BEGIN

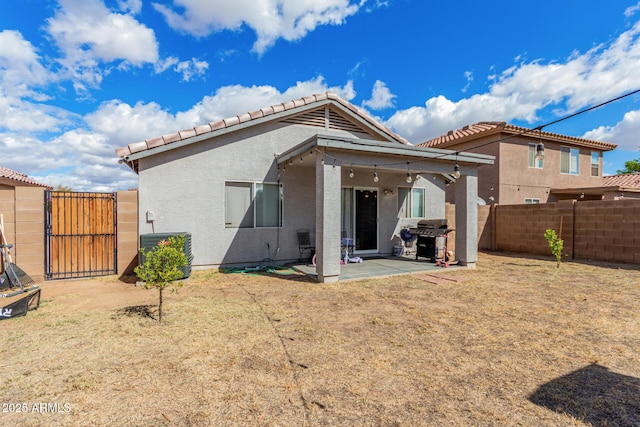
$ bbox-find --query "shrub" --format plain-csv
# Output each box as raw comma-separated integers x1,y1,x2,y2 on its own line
544,229,564,268
134,235,187,322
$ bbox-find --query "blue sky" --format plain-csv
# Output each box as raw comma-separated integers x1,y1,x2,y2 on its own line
1,0,640,191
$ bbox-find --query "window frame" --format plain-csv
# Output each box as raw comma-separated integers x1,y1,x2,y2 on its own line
528,143,544,169
590,151,600,177
560,146,580,175
225,181,283,229
398,187,426,218
524,198,540,204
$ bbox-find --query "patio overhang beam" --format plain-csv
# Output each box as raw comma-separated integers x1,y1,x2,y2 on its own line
275,134,495,167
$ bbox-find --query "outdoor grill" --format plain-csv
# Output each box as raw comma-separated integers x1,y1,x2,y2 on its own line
409,219,453,261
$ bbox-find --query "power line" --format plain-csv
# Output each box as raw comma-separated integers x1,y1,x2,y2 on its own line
279,88,640,172
443,88,640,157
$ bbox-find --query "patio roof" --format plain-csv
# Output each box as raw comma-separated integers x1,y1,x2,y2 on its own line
276,134,495,167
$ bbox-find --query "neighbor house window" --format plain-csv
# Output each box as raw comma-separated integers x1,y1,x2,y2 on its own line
398,187,425,218
591,151,600,177
225,182,282,228
525,198,540,204
561,147,579,175
528,143,543,168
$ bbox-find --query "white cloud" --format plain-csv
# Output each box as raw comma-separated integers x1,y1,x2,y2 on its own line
362,80,395,110
0,30,52,99
1,77,349,191
117,0,142,14
152,0,366,54
46,0,160,92
386,21,640,143
0,97,74,132
175,76,355,126
625,2,640,17
582,109,640,151
461,71,473,93
154,56,209,81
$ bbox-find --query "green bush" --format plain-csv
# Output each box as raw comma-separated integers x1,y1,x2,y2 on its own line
544,229,564,268
134,235,187,322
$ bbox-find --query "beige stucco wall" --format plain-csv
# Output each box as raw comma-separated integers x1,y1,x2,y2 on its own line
442,133,608,205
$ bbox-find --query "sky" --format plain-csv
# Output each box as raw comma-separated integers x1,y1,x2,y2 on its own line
2,0,640,191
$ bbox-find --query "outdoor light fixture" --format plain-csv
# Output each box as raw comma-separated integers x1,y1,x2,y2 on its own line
535,128,545,161
453,164,461,179
405,162,412,183
373,165,379,183
349,166,354,178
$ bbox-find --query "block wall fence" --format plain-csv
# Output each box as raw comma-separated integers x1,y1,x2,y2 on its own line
446,199,640,265
0,189,138,282
4,189,638,281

END

WHAT IS EXPECTED: Return the material word for word. Pictures are not part of the copy.

RESPONSE TO THE EXERCISE:
$ bbox-find --query "shrub" --format plain-csv
# Output each box as raw comma-separated integers x1,y1,x2,y2 on its own line
544,229,564,268
134,235,187,322
$ bbox-find --query "blue sky" --format plain-csv
# Output each box as raw comma-separated integers x1,y1,x2,y2 on its own line
1,0,640,191
$ bbox-find --query "window frame" --format plain-csv
# Output each box as raw comma-separated integers x1,y1,x2,y2 on its own line
528,143,544,169
590,151,600,177
560,146,580,175
225,181,283,229
398,187,426,218
524,198,540,204
$ bbox-find --query "patio overhang beam" --format plain-csv
# Output each box as raw comma-separated integers x1,y1,x2,y2 on its own line
275,134,495,167
$ bbox-find --query "outdoor grill" --format plain-csv
# Output each box as raw comma-separated integers x1,y1,x2,y2 on its own line
409,219,453,261
$ bbox-find --query "power line" --format plain-csv
# Output each box as raw comma-separated integers x1,y1,x2,y2 on its own line
279,88,640,172
443,88,640,157
$ bbox-find --query "patio roof" --format plain-csv
# Output each box as raw comma-separated integers x1,y1,x2,y2 on its own line
276,134,495,167
$ bbox-find --query "neighbor house window" --format plain-csv
# Output each box as raw comma-separated integers x1,y1,x2,y2 on its own line
398,187,425,218
591,151,600,177
225,182,282,228
525,198,540,204
561,147,579,175
528,143,543,168
$ bbox-find --query "white cloud" --format plain-csv
# Output each box as raw comma-separated integers x1,y1,x2,y2 on its own line
362,80,395,110
0,30,52,99
1,77,349,191
117,0,142,14
152,0,366,54
46,0,160,92
386,21,640,143
0,97,74,132
175,76,355,126
625,2,640,17
582,109,640,151
461,71,473,93
154,56,209,81
$ bbox-find --query "green bush" --format plain-csv
# Output each box as raw comma-separated integers x1,y1,x2,y2 on its own line
544,229,564,268
134,235,187,322
$ bbox-find --query "beige stucco wall" --format plain-csv
# Output each box as raw comma-separated integers x1,y1,x2,y2 on its own line
442,133,608,205
$ bbox-find --query "sky" --format plain-csv
# Output each box as raw comma-separated integers x1,y1,x2,y2 on its own line
2,0,640,191
$ bbox-find --query "outdoor light fixture" --format plain-csv
# Output each box as raw comma-separated integers x1,y1,x2,y2 on its own line
535,128,545,161
453,164,461,179
405,162,412,183
373,165,379,183
349,166,354,178
$ bbox-find --query "block wall fence" --format plain-csv
# Output each box as raw comma-separated integers x1,y1,x2,y2 on its own line
446,199,640,265
0,189,138,282
4,189,638,281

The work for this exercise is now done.